### Work to be completed
The answer must be an exact copy of the lines from the one holding "Your task is to find each orange cleat" through the final line of the entries, and nothing else.

### Material shown

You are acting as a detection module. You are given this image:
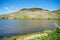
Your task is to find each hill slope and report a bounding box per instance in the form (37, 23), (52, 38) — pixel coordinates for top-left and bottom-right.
(0, 8), (60, 20)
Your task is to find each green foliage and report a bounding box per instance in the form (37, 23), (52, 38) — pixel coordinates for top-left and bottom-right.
(29, 36), (50, 40)
(43, 30), (52, 34)
(29, 27), (60, 40)
(48, 27), (60, 40)
(14, 18), (17, 19)
(29, 8), (43, 10)
(23, 14), (29, 20)
(48, 18), (50, 20)
(28, 8), (43, 12)
(20, 8), (28, 11)
(1, 17), (5, 19)
(1, 17), (8, 20)
(20, 8), (43, 12)
(31, 18), (35, 20)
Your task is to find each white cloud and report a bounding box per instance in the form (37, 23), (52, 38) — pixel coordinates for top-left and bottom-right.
(4, 6), (19, 12)
(4, 7), (11, 12)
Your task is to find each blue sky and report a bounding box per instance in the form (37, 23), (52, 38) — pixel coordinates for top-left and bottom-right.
(0, 0), (60, 15)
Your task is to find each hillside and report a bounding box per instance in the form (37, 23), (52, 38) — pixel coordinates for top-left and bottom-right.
(0, 8), (60, 20)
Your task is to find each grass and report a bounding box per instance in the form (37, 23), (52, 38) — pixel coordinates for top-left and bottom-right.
(29, 27), (60, 40)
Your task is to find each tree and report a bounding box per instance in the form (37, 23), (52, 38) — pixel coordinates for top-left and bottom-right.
(1, 17), (5, 19)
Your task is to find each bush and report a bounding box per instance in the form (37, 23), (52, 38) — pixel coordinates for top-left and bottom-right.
(23, 15), (29, 20)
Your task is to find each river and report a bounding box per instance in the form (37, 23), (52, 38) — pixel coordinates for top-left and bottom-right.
(0, 20), (59, 37)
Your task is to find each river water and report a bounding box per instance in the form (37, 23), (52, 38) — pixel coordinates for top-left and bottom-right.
(0, 20), (58, 37)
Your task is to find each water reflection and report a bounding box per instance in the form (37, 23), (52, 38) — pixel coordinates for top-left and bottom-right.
(0, 20), (58, 36)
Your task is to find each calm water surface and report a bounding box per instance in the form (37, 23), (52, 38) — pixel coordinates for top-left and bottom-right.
(0, 20), (57, 36)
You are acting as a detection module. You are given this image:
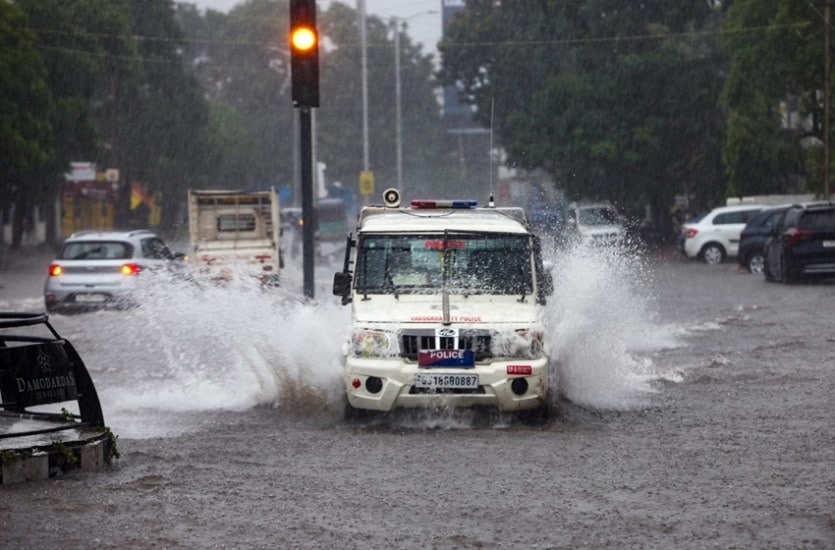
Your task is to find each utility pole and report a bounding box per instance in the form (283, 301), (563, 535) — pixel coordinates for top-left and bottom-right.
(359, 1), (369, 180)
(391, 11), (437, 201)
(825, 0), (832, 199)
(394, 19), (403, 196)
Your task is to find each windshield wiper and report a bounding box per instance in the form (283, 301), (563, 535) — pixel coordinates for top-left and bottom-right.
(382, 254), (400, 299)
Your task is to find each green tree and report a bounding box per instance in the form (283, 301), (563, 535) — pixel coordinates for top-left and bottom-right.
(720, 0), (829, 196)
(115, 0), (214, 230)
(195, 0), (296, 189)
(16, 0), (132, 244)
(318, 2), (455, 199)
(0, 1), (56, 247)
(175, 0), (454, 205)
(439, 0), (727, 230)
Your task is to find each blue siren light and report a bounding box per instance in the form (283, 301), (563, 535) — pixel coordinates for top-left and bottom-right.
(411, 200), (477, 209)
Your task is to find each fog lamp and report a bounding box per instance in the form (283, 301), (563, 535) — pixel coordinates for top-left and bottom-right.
(511, 377), (529, 395)
(365, 377), (383, 394)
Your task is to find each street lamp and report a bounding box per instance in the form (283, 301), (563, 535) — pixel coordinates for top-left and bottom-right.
(391, 11), (437, 199)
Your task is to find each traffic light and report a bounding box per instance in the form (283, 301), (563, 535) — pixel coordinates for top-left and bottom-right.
(289, 0), (319, 108)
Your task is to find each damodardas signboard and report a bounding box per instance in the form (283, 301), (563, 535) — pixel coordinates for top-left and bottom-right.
(0, 342), (78, 408)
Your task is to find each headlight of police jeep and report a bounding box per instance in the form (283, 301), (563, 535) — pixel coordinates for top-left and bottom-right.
(492, 329), (544, 359)
(350, 329), (398, 358)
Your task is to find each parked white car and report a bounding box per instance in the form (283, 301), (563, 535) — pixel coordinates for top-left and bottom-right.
(681, 204), (763, 264)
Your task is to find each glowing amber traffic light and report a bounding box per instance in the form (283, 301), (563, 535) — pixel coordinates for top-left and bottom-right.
(291, 27), (316, 51)
(289, 0), (319, 107)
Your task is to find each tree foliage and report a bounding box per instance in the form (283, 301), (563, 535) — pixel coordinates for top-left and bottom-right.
(13, 0), (215, 234)
(439, 0), (727, 217)
(720, 0), (830, 196)
(10, 0), (831, 245)
(176, 0), (454, 201)
(117, 0), (213, 227)
(0, 2), (54, 185)
(0, 1), (57, 245)
(318, 2), (452, 196)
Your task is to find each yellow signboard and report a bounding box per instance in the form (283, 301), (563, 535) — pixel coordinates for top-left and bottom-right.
(359, 171), (375, 196)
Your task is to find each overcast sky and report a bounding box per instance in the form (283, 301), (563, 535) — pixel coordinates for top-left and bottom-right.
(187, 0), (444, 56)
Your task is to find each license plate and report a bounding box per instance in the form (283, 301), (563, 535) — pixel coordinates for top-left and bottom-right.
(414, 373), (478, 389)
(75, 294), (107, 303)
(823, 240), (835, 248)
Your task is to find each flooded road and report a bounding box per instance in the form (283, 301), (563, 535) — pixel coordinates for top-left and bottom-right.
(1, 245), (833, 548)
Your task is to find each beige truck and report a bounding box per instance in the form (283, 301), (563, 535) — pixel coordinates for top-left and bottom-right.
(187, 189), (281, 285)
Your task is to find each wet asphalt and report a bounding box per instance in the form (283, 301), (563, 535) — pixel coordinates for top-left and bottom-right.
(0, 245), (833, 549)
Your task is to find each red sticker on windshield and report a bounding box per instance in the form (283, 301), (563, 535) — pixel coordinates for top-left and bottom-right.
(424, 240), (466, 250)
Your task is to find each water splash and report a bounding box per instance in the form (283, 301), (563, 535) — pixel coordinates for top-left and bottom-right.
(51, 239), (684, 437)
(544, 239), (681, 410)
(61, 270), (349, 438)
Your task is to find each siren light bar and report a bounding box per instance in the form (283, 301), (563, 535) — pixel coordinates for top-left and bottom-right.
(411, 200), (477, 209)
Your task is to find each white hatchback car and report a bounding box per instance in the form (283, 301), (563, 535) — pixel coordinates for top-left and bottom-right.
(681, 204), (763, 264)
(44, 230), (183, 313)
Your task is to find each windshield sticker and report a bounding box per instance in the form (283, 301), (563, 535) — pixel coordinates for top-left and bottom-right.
(424, 239), (466, 250)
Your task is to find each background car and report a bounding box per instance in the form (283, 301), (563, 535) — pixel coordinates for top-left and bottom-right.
(763, 202), (835, 283)
(681, 204), (763, 264)
(44, 229), (183, 313)
(737, 205), (789, 274)
(563, 201), (625, 246)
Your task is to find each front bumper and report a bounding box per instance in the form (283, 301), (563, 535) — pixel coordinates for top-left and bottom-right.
(344, 356), (551, 412)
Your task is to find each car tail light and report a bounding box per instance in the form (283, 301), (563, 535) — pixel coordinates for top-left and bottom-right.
(49, 264), (63, 276)
(739, 231), (749, 242)
(685, 227), (698, 239)
(121, 263), (141, 275)
(786, 228), (813, 248)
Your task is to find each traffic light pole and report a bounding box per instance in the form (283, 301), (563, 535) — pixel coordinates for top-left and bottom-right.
(290, 0), (319, 298)
(300, 106), (315, 299)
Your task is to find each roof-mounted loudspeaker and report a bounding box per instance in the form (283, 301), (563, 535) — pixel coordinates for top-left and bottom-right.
(383, 188), (401, 208)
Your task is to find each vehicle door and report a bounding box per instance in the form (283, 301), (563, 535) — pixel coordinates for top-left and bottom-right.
(714, 209), (759, 256)
(764, 208), (795, 276)
(796, 207), (835, 262)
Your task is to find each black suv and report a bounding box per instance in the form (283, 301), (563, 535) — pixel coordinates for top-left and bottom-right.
(763, 202), (835, 283)
(737, 206), (789, 274)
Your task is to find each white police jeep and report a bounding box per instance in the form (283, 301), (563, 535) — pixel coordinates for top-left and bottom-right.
(333, 189), (555, 422)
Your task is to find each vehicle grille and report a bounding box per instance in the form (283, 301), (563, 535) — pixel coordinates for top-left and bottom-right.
(400, 330), (492, 361)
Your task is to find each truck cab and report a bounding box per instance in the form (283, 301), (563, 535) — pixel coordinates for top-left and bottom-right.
(333, 189), (554, 421)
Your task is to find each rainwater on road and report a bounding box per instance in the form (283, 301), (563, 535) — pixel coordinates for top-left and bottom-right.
(0, 243), (832, 549)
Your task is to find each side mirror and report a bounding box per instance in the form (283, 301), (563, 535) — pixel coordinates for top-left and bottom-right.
(333, 271), (352, 304)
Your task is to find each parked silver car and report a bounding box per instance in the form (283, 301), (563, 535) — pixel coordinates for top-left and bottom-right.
(44, 230), (183, 313)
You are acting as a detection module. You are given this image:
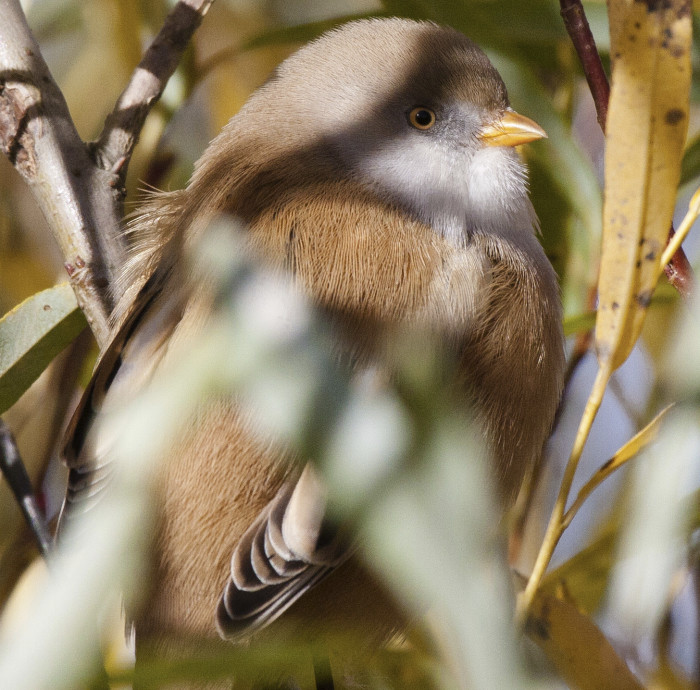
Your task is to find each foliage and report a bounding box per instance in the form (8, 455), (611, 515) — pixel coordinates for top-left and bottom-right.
(1, 0), (700, 688)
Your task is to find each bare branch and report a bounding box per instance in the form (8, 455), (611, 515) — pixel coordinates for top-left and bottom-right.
(94, 0), (214, 186)
(560, 0), (610, 133)
(0, 1), (214, 349)
(663, 226), (694, 300)
(0, 0), (127, 347)
(0, 419), (51, 558)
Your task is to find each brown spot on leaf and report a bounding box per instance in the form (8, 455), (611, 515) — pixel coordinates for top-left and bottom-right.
(600, 457), (614, 471)
(639, 0), (684, 13)
(636, 291), (653, 308)
(665, 108), (685, 125)
(525, 614), (551, 642)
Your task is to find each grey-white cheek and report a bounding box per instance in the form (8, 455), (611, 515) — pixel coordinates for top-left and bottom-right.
(464, 146), (533, 235)
(351, 137), (534, 245)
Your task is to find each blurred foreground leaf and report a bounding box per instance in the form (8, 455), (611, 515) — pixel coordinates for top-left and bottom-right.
(526, 589), (643, 690)
(118, 634), (439, 689)
(0, 284), (87, 414)
(543, 479), (700, 620)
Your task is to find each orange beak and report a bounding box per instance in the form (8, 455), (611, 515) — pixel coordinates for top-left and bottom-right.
(479, 109), (547, 147)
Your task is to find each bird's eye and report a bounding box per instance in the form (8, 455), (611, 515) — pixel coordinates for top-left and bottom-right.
(408, 107), (436, 130)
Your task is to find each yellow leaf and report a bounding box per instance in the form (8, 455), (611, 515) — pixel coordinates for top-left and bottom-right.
(560, 404), (673, 531)
(526, 590), (643, 690)
(596, 0), (692, 372)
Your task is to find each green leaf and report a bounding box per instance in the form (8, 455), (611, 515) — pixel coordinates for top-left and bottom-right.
(0, 284), (87, 414)
(563, 310), (597, 336)
(488, 53), (603, 314)
(681, 133), (700, 186)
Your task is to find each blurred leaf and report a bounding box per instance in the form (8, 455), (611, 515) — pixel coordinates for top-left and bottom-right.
(0, 284), (87, 414)
(527, 152), (573, 288)
(542, 525), (617, 615)
(649, 663), (696, 689)
(544, 476), (700, 619)
(362, 413), (526, 688)
(680, 133), (700, 186)
(489, 53), (603, 313)
(564, 310), (596, 336)
(582, 1), (612, 53)
(381, 0), (566, 67)
(607, 408), (698, 644)
(120, 634), (439, 689)
(596, 1), (692, 372)
(526, 589), (643, 690)
(242, 12), (380, 51)
(24, 0), (84, 37)
(59, 0), (143, 139)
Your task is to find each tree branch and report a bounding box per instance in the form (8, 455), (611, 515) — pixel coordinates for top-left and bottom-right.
(0, 0), (126, 347)
(0, 0), (214, 348)
(0, 419), (51, 558)
(94, 0), (213, 187)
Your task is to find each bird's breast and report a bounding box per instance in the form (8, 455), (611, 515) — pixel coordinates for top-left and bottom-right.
(243, 181), (491, 337)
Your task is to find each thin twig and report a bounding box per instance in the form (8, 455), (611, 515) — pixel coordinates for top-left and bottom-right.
(0, 419), (52, 558)
(94, 0), (214, 189)
(560, 0), (610, 133)
(517, 364), (611, 623)
(663, 227), (694, 299)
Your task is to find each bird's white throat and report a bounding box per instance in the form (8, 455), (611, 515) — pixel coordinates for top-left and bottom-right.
(357, 138), (536, 246)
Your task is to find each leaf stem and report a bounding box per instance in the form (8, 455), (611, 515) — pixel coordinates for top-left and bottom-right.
(516, 364), (611, 624)
(660, 187), (700, 270)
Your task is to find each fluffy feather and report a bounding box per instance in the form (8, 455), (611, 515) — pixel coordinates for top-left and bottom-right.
(58, 16), (566, 678)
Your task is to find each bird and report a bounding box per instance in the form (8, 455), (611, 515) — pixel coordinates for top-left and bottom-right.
(58, 16), (565, 687)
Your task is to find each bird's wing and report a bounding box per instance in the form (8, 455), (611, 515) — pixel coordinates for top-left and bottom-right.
(57, 274), (181, 538)
(217, 463), (353, 640)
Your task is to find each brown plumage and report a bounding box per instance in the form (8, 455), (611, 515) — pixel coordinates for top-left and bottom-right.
(59, 16), (565, 684)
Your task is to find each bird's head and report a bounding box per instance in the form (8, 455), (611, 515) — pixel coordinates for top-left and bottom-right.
(243, 18), (546, 245)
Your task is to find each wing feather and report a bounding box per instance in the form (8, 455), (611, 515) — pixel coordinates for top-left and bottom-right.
(217, 464), (352, 640)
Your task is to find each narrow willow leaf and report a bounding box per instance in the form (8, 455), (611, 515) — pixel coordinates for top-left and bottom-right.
(543, 472), (700, 620)
(526, 590), (643, 690)
(540, 407), (672, 613)
(596, 0), (692, 372)
(0, 284), (87, 414)
(541, 527), (617, 615)
(562, 404), (674, 530)
(563, 311), (597, 336)
(680, 132), (700, 185)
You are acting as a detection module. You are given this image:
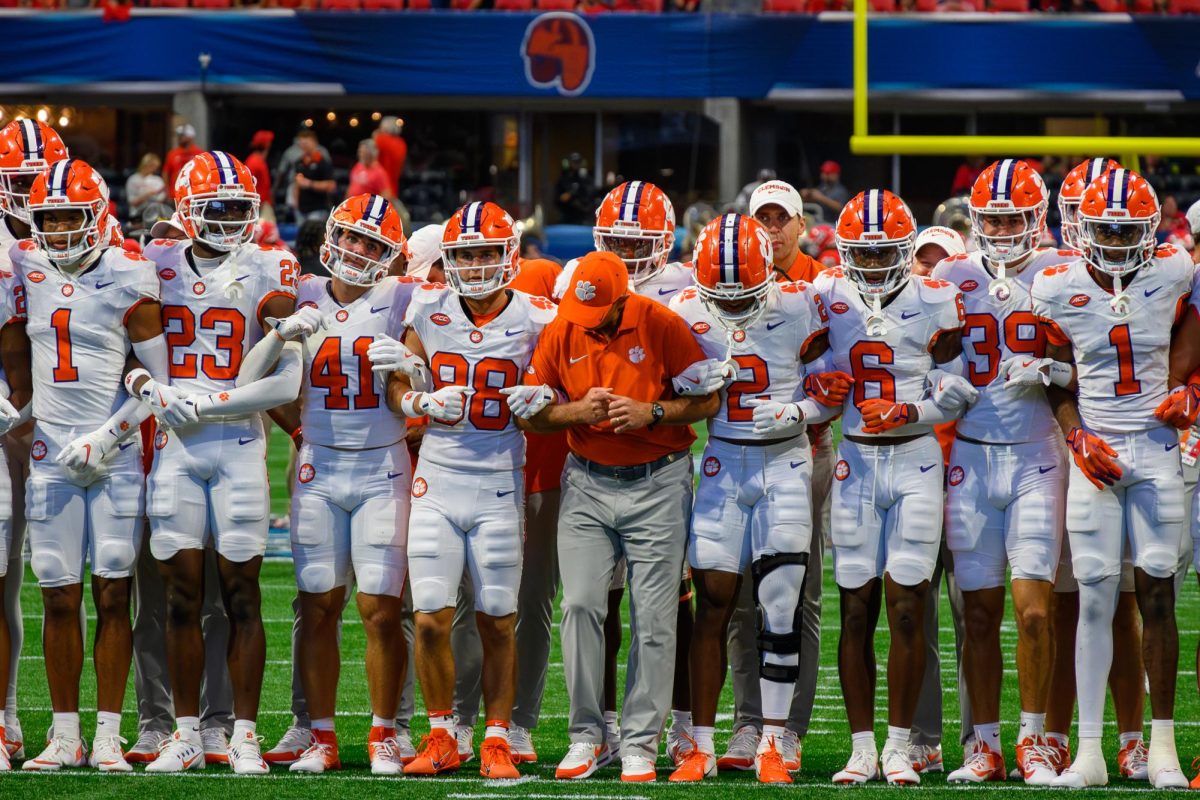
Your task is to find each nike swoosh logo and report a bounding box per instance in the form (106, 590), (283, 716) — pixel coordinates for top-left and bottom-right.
(370, 305), (390, 314)
(1144, 286), (1162, 298)
(901, 311), (919, 320)
(919, 464), (936, 472)
(95, 281), (114, 289)
(1039, 465), (1056, 473)
(118, 441), (135, 451)
(1166, 442), (1180, 452)
(238, 437), (254, 445)
(789, 460), (805, 469)
(387, 471), (402, 480)
(658, 288), (674, 296)
(182, 752), (202, 769)
(569, 354), (589, 364)
(766, 321), (784, 330)
(1021, 360), (1035, 368)
(496, 490), (515, 497)
(236, 274), (251, 282)
(505, 329), (524, 337)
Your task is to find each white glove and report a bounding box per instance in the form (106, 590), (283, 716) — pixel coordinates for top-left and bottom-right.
(0, 394), (19, 437)
(927, 369), (979, 410)
(672, 358), (735, 396)
(499, 384), (556, 419)
(745, 397), (802, 435)
(138, 379), (197, 427)
(367, 334), (427, 380)
(56, 427), (118, 472)
(273, 306), (325, 341)
(998, 356), (1073, 389)
(404, 385), (471, 422)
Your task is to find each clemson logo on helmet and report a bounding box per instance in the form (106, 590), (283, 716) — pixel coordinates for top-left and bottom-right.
(959, 280), (978, 292)
(834, 460), (850, 481)
(702, 456), (721, 477)
(412, 477), (428, 498)
(298, 463), (316, 484)
(949, 465), (965, 486)
(431, 313), (451, 326)
(521, 12), (596, 97)
(691, 321), (711, 335)
(31, 440), (47, 461)
(830, 301), (849, 314)
(1069, 294), (1090, 307)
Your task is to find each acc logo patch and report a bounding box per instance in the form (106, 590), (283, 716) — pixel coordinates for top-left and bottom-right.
(298, 463), (316, 484)
(834, 459), (850, 481)
(431, 313), (451, 326)
(958, 280), (978, 292)
(335, 309), (349, 323)
(30, 440), (47, 461)
(831, 301), (849, 314)
(154, 430), (169, 450)
(61, 284), (74, 297)
(192, 281), (206, 296)
(159, 268), (177, 281)
(1069, 294), (1090, 307)
(948, 465), (965, 486)
(470, 330), (484, 344)
(411, 477), (428, 498)
(522, 12), (596, 97)
(702, 456), (721, 477)
(27, 271), (46, 283)
(691, 321), (711, 335)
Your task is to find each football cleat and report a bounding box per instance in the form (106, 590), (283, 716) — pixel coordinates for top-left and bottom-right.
(227, 731), (269, 775)
(882, 745), (921, 785)
(1148, 747), (1188, 790)
(717, 725), (760, 771)
(4, 720), (24, 760)
(832, 749), (879, 784)
(125, 729), (167, 764)
(145, 732), (205, 773)
(620, 754), (657, 782)
(666, 723), (694, 767)
(368, 727), (401, 776)
(507, 725), (537, 763)
(90, 735), (132, 773)
(910, 742), (943, 774)
(1117, 738), (1149, 780)
(1016, 735), (1058, 785)
(780, 729), (802, 772)
(200, 727), (229, 765)
(1048, 737), (1071, 773)
(556, 741), (608, 780)
(22, 735), (88, 771)
(669, 749), (716, 782)
(264, 726), (314, 765)
(0, 735), (9, 772)
(394, 729), (417, 765)
(455, 723), (474, 763)
(1189, 756), (1200, 789)
(756, 737), (792, 784)
(1052, 750), (1108, 788)
(403, 728), (460, 776)
(479, 736), (520, 780)
(949, 740), (1005, 783)
(289, 731), (340, 774)
(605, 719), (622, 760)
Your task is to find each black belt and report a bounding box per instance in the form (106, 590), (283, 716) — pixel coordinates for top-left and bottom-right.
(712, 433), (806, 448)
(578, 450), (689, 482)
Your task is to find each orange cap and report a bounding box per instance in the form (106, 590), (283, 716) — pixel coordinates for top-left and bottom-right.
(559, 251), (629, 329)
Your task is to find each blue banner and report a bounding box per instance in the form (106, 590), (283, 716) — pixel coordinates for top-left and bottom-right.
(1, 11), (1198, 100)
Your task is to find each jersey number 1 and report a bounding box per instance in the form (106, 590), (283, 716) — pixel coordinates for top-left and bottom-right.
(50, 308), (79, 382)
(1108, 323), (1141, 397)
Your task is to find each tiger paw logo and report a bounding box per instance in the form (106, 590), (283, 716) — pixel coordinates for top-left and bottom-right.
(154, 430), (169, 450)
(948, 465), (965, 486)
(298, 463), (316, 484)
(31, 440), (47, 461)
(411, 477), (428, 498)
(834, 459), (850, 481)
(702, 456), (721, 477)
(522, 12), (596, 97)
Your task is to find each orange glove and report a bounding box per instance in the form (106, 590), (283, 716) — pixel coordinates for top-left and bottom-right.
(1066, 426), (1122, 490)
(1154, 384), (1200, 430)
(858, 399), (915, 434)
(804, 371), (855, 408)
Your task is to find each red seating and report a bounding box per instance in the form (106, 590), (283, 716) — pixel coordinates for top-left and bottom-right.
(362, 0), (404, 8)
(406, 0), (432, 8)
(763, 0), (806, 10)
(536, 0), (576, 8)
(147, 0), (189, 7)
(495, 0), (534, 8)
(614, 0), (663, 9)
(319, 0), (362, 9)
(870, 0), (897, 10)
(1170, 0), (1200, 11)
(191, 0), (233, 8)
(989, 0), (1030, 10)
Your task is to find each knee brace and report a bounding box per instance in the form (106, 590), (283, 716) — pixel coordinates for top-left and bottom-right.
(752, 551), (808, 683)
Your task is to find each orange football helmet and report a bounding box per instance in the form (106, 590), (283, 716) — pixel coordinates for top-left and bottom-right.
(0, 119), (69, 224)
(28, 158), (111, 267)
(692, 213), (775, 331)
(593, 180), (676, 285)
(968, 159), (1047, 267)
(1058, 157), (1121, 251)
(1077, 167), (1159, 278)
(440, 201), (519, 297)
(835, 189), (916, 301)
(176, 150), (259, 252)
(321, 194), (409, 286)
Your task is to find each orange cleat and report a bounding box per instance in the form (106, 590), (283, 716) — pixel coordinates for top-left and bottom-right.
(289, 730), (340, 774)
(1049, 739), (1071, 774)
(756, 738), (793, 784)
(403, 728), (460, 776)
(669, 749), (716, 782)
(1189, 757), (1200, 789)
(480, 737), (520, 780)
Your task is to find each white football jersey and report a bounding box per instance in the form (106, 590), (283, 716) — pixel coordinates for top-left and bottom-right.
(1032, 245), (1195, 434)
(933, 248), (1074, 443)
(556, 258), (693, 307)
(11, 242), (158, 428)
(814, 269), (964, 439)
(406, 285), (557, 471)
(671, 281), (828, 441)
(144, 239), (298, 397)
(296, 275), (421, 450)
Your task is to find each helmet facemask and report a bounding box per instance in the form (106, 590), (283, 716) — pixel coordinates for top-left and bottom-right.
(838, 236), (913, 337)
(31, 204), (104, 269)
(697, 277), (774, 335)
(183, 193), (259, 252)
(0, 169), (43, 224)
(1080, 217), (1157, 317)
(593, 224), (671, 286)
(1058, 197), (1083, 251)
(321, 222), (401, 287)
(970, 204), (1045, 292)
(441, 236), (517, 298)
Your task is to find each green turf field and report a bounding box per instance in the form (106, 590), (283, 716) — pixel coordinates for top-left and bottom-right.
(3, 429), (1199, 797)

### Solution for this exercise
Your task is to find each orange cleat and report a bounding box per instance in the form (106, 590), (283, 716) — pixel coordinates for top-left and bottom-right.
(289, 730), (340, 774)
(1049, 739), (1071, 774)
(756, 738), (793, 784)
(403, 728), (460, 776)
(669, 749), (716, 782)
(1189, 757), (1200, 789)
(480, 737), (520, 780)
Your task is to find each white football jersey and report a bounding box per instance in the form (106, 590), (283, 716) — pixel coordinates for top-left and bottom-right.
(1032, 245), (1195, 434)
(933, 248), (1074, 443)
(556, 258), (693, 307)
(11, 242), (158, 428)
(814, 269), (964, 439)
(406, 285), (557, 471)
(671, 281), (828, 441)
(144, 239), (298, 397)
(296, 275), (421, 450)
Your task is to find each helmet facemask and report a bounding box per instance in the form (106, 590), (283, 716) — pixel coordinates for top-left and bottom-right.
(838, 236), (913, 337)
(31, 204), (104, 269)
(697, 277), (774, 335)
(183, 193), (259, 252)
(0, 169), (43, 224)
(1080, 217), (1157, 317)
(593, 224), (671, 286)
(1058, 197), (1083, 251)
(321, 222), (401, 287)
(970, 204), (1045, 292)
(441, 236), (517, 298)
Your task is to find each green turf field and report a bounding box per instance in the form (106, 590), (283, 716) — pixel coordinates for top-left and bottom-right.
(3, 429), (1199, 797)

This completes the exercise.